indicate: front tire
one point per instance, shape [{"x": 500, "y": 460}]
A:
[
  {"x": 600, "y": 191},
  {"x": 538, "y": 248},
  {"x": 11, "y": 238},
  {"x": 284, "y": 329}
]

Exercise objective: Please extract every line of the records above and reproduce each one verbatim, in the same order.

Task output:
indicate: front tire
one point per instance, shape [{"x": 500, "y": 460}]
A:
[
  {"x": 600, "y": 191},
  {"x": 538, "y": 248},
  {"x": 11, "y": 238},
  {"x": 284, "y": 329}
]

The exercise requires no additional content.